Tasks to complete:
**A)** In the interview below, rewrite the paragraph beginning "right. and then, well, finished in three and half" as a short bulleted list that keeps its main facts.
**B)** From the interview, output word for word the part that opens with the words containing "r - well, i majored" and closes with "hand surgery training.".

Interview with Robert Markison
Full Text
March 12, 1997

r is robert markison, the loquatious doctor.

j is me, justin, sufferer of hand woe and faithful student to many.

a is amy, my intrepid girlfriend and occasionally photographer.

becky typed this up for me, for money.

edu

j - right, now when you, i mean, this is like, that's quite a stream. have you read to inform yourself on that or is that...?

r - oh, i'm constantly reading. if you don't read a book or two a day or at least a book every other day, you're in trouble. you know that. you want to be reading all the time, i've read up anthropology, sociology, history, politics...

j - what did you major in in college?

r - well, i majored initially, started with english and then went to anthropology and then went to architecture and then went to biology and then finished up, and you know...

j - in four years?

r - right. and then, well, finished in three and half. i cut a half year off so i could go to europe and look at art. and then cut a year off med school, doing med school in three years instead of four without vacations so that i could have a year to think after that. and then went through six years of surgery residency then hand surgery training.

j - oh, so you, when did you know you wanted to do hand stuff?

r - well, as soon as it became obvious that the most broadly represented body part on the brain surface is the hand. i realized that the psycho-physcial aspect of being and broadly mapped and linked hand to brain was really where we are and why we are. cause we are human, manus hand, manual. and so basically wanted to be clear that i could work effectively on a mechanism that is broadly mapped on the brain because i'm interested and aware of the psychological feelings aspect of the patient's being and health and illness. and i'm comfortable working on mechanism because i practice high craft in so many areas from metal smithing to coppering to...

j - you didn't, you didn't pick that stuff up till after you were already in hand focus

r - well, i, no, i've been doing this for a lifetime - art and craft- equally, art, music, and craft for a lifetime.

j - it's just reflected on your resume in terms of your apprenticeships to these masters or what have you

mom

r - right, right. i did it as a child, my mother was a goldsmith and a seamstress in addition to teaching elementary school.

j - where did you grow up?

r - in washington d.c. and in maryland. and so my mother was very patient, absolutely so, and trusted her art and her capacity to give it to us and she's talked about the fundamental beauty and wonder of using raw materials intelligently and never getting into overconsumption of things.

j - it almost sounds like quakerism or something, i mean, is there a...?

r - it's human origins, there weren't any malls for the cave man

art + science = ...

a - how does the knowledge of art and science inform each other?

r - well, you see, art is really understanding. art is toning your eyesight and understanding space, ok? - teaching your eyes to see and understanding space.

[Data records]
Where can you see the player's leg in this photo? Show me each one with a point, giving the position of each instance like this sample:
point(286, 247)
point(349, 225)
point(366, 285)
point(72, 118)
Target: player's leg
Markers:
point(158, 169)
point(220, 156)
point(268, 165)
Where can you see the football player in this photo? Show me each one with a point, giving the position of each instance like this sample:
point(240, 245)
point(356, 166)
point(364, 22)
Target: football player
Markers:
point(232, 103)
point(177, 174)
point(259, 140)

Written answers:
**A)**
- Finished college in three and a half years, cutting off half a year to go to Europe and look at art.
- Did medical school in three years instead of four, without vacations, to have a year to think afterward.
- Then went through six years of surgery residency, followed by hand surgery training.

**B)**
r - well, i majored initially, started with english and then went to anthropology and then went to architecture and then went to biology and then finished up, and you know...

j - in four years?

r - right. and then, well, finished in three and half. i cut a half year off so i could go to europe and look at art. and then cut a year off med school, doing med school in three years instead of four without vacations so that i could have a year to think after that. and then went through six years of surgery residency then hand surgery training.